→ YOUR TASK
Transcribe the data exactly. Pictures stay out.

→ RECORDS TO USE

--- START ---

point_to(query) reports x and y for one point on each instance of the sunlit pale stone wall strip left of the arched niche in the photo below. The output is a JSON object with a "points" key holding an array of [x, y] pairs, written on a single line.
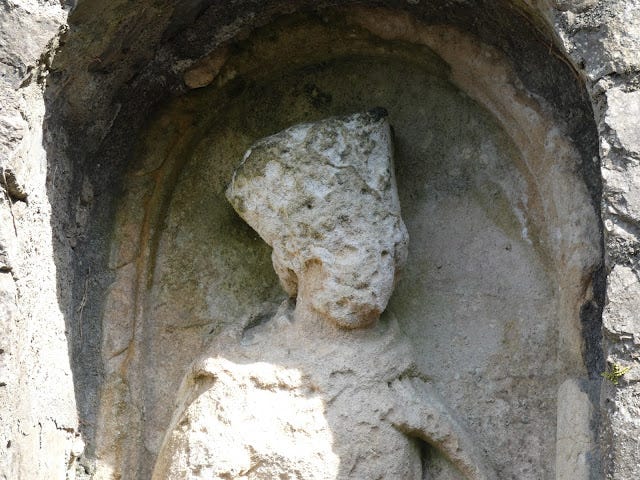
{"points": [[39, 432]]}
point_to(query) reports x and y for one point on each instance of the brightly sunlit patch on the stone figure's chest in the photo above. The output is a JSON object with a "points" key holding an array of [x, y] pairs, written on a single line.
{"points": [[273, 428]]}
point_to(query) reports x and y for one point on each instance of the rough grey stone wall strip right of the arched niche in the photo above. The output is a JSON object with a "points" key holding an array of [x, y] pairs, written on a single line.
{"points": [[603, 39]]}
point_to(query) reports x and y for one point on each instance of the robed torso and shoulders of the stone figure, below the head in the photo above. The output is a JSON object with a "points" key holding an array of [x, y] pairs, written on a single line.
{"points": [[350, 399]]}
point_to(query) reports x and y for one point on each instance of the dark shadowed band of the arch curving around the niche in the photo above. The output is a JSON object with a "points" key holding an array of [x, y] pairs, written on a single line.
{"points": [[98, 100]]}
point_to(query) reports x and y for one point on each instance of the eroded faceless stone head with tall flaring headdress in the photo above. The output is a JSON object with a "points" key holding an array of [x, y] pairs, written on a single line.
{"points": [[323, 196]]}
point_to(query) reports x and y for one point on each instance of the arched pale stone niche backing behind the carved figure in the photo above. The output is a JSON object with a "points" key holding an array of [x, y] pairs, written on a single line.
{"points": [[504, 243]]}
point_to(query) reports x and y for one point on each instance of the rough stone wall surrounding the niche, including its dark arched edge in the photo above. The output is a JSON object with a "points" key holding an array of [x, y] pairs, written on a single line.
{"points": [[80, 84]]}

--- END ---

→ TASK SOLUTION
point_to(query) reports x and y for one point on each instance of the sunlit pale stone wall strip left of the arched niche in the photo below. The output is a JSON object with a "points" key holding an array of [x, y] pairs, written on a single line.
{"points": [[39, 432]]}
point_to(query) reports x and y for one point on each instance of the brightly sunlit patch on the stone figure's chest in the photo above. The output is a JSON object with a "points" key holding an array of [x, y] pairs, written on a single line.
{"points": [[273, 428]]}
point_to(query) reports x and y for one point on each instance of the rough grey stone wall strip right of the arched niche in the photo above. The output is a JSON object with a "points" key holding an array of [x, y] pairs, written on a single line.
{"points": [[603, 39]]}
point_to(query) reports x and y for one point on each instance of the robed torso and shoulders of the stone figure, below the head in the photo above. The output is a JSON object with a "points" key holding an array of [x, y] pairs, written on a single line.
{"points": [[350, 399]]}
point_to(query) reports x and y for one point on each instance of the dark shadowed band of the arch curving around the niche in the photo above. The output is a JSON object with a "points" key holding an array of [x, y] pairs, written on a single line.
{"points": [[98, 100]]}
point_to(query) reports x and y for one point on each instance of the eroded faceless stone head with tall flaring headdress in the photo above. The output is a JSON object with a "points" key holding an array of [x, y] pairs, written on a single line.
{"points": [[323, 196]]}
point_to(query) reports x and y for one point on each instance of the arched pale stone niche backing behind the carved figure in the photo above. The output is a JSON object with a "points" key holding an array of [x, y] pairs, written on a single line.
{"points": [[504, 243]]}
point_to(query) reports x and y for one point on each instance of the rough stone wall surrounding the niche, including its dark arched edge in the photo above. The output is a JSON object with a "points" key holding an array of [x, y] pairs, written on a single line.
{"points": [[80, 84]]}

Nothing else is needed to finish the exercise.